● **EXERCISE INPUTS**
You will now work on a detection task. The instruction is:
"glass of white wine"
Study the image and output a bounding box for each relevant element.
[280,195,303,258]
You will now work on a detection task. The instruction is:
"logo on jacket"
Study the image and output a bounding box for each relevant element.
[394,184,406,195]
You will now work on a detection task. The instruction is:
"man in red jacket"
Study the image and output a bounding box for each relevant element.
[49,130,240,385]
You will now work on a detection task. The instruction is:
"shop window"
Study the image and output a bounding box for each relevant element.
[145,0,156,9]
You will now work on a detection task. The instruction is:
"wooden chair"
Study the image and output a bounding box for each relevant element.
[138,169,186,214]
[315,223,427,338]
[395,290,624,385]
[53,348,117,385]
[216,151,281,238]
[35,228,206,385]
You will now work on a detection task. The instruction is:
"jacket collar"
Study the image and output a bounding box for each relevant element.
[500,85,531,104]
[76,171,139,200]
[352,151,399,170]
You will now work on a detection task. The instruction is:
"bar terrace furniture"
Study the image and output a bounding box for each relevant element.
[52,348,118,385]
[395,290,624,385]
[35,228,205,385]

● **PROBLEM**
Write out every entry word for word.

● **EXERCISE OUTPUT**
You will now work on a detection task. The instruction is:
"glass of white wine"
Study the image and output a bounding box for each relevant element.
[280,195,303,258]
You will now work on a detection task. The instruction is:
"logo on jacket"
Study the image and output a bounding box for each relevant element.
[394,184,406,195]
You will now work on a detection task. The instruction is:
"man in red jacket"
Study the image and output a bounding box for each relevant element.
[49,130,240,385]
You will now work on a detection task. The instruction is:
"shop window"
Study the image and output a bounding box for each relevant element.
[145,0,156,9]
You will now work on a detection task. The instruction is:
"wooden chair"
Study the image and output a bounding box for each relevant element.
[138,169,186,214]
[315,223,427,338]
[395,290,624,385]
[53,348,117,385]
[216,151,281,238]
[35,228,206,385]
You will now work on a detection task. The instruction is:
"jacket collar"
Study the image and output a bounding box for each relevant element.
[500,85,531,104]
[76,171,139,200]
[352,151,399,170]
You will now work on a detection task. The instruction is:
"bar terrace furniture"
Study the image and output a bounding box for each relevant element.
[52,348,118,385]
[395,290,624,385]
[35,228,205,385]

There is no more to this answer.